- Text section:
This post is about the 19th Amendment to the Sri Lankan Constitution which occurred a little over a year ago when it was passed on the 27th of April 2015. Before I mention the 19th Amendment, I will give some background to Sri Lankan Politics of the current decade that relates to it.
In 2010, Sri Lanka’s then President Mahinda Rajapaksa passed the 18th Amendment to the Sri Lankan Constitution which made the President far too powerful and leading Sri Lanka towards dictatorship. The biggest problems of the 18th Amendment were its removal of the two-term limit for Presidents allowing him/her to contest indefinitely and bringing independent commissions under the President. Sri Lanka’s current Government led by President Maithripala Sirisena introduced and passed the 19th Amendment. Its changes include restoring the two-term limit & the power of independent commissions as well as further reducing presidential powers & increasing the power of the Prime Minister.
When Sri Lanka received independence from Britain in 1948, Sri Lanka, then known as Ceylon had a Parliamentary system of Government with the Prime Minister being the Head of Government and the Queen as the Head of State. This changed in 1972 when Sri Lanka became a Republic with the President replacing the Queen as Head of State. The President’s role was a ceremonial one. This changed in 1978 when Prime Minister J.R. Jayewardene introduced a new constitution combining both the Head of Government and the Head of State in an Executive Presidency, which he then assumed. The Prime Minister’s power became significantly less, at times appearing to be a ceremonial role. The role of the Prime Minister since the Executive Presidency in Sri Lanka, especially relating to each of those Prime Ministers is a complicated issue deserving of an article of its own. However, what I am interested in is how the 19th Amendment changed the role of the President and the Prime Minister as well as its impact on the country.

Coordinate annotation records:

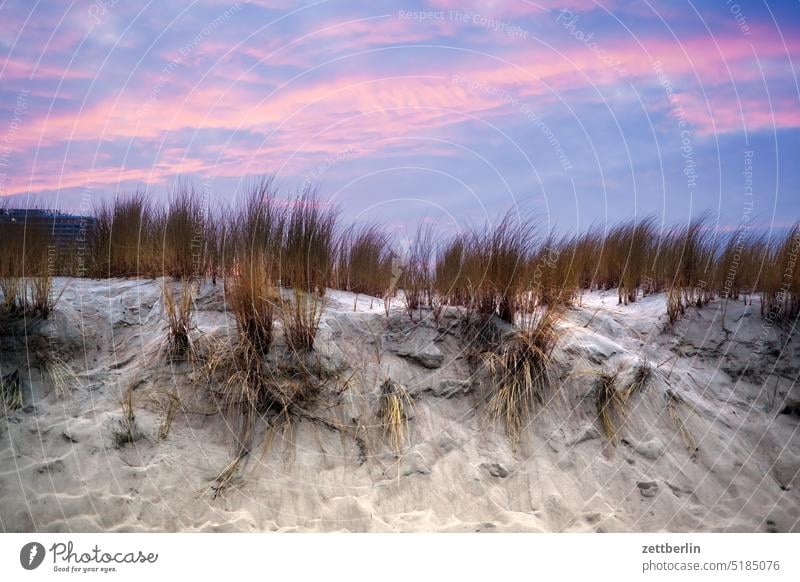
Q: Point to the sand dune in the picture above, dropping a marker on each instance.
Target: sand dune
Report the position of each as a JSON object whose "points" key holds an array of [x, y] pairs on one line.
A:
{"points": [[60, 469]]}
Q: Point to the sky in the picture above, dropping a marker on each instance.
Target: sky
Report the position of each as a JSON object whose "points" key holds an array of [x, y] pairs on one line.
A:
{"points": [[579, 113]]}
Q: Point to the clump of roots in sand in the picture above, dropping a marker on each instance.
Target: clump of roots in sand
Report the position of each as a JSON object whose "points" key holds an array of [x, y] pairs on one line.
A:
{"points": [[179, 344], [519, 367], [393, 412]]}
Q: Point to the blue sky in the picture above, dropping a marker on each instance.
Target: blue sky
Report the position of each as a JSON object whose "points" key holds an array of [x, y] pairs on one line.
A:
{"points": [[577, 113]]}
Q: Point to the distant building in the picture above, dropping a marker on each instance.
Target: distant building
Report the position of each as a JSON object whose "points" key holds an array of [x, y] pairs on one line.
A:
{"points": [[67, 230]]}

---

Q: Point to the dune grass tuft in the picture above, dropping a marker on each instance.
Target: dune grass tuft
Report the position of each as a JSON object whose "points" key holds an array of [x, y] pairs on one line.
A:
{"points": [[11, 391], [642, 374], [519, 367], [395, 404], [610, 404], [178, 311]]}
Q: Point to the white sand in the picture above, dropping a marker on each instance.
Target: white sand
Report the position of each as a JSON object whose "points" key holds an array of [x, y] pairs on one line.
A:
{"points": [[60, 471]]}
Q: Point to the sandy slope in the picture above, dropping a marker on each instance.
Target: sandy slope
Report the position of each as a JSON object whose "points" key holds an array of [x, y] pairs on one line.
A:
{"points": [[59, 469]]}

- Problems to solve:
1) According to the post on the 19th Amendment, in what year did Sri Lanka become a Republic?
2) Repeat the post on the 19th Amendment word for word, starting with "In 2010, Sri" and going on through "the Prime Minister.".
3) Check each statement against the post on the 19th Amendment. For each one, answer yes or no and quote the words that decide it. (a) The 19th Amendment was passed on the 27th of April 2015. (b) After Sri Lanka became a Republic in 1972, the President held executive power. (c) The 18th Amendment removed the two-term limit for Presidents.

- Set of answers:
1) 1972

2)
In 2010, Sri Lanka’s then President Mahinda Rajapaksa passed the 18th Amendment to the Sri Lankan Constitution which made the President far too powerful and leading Sri Lanka towards dictatorship. The biggest problems of the 18th Amendment were its removal of the two-term limit for Presidents allowing him/her to contest indefinitely and bringing independent commissions under the President. Sri Lanka’s current Government led by President Maithripala Sirisena introduced and passed the 19th Amendment. Its changes include restoring the two-term limit & the power of independent commissions as well as further reducing presidential powers & increasing the power of the Prime Minister.

3)
(a) Yes: "it was passed on the 27th of April 2015"
(b) No: "The President’s role was a ceremonial one."
(c) Yes: "its removal of the two-term limit for Presidents"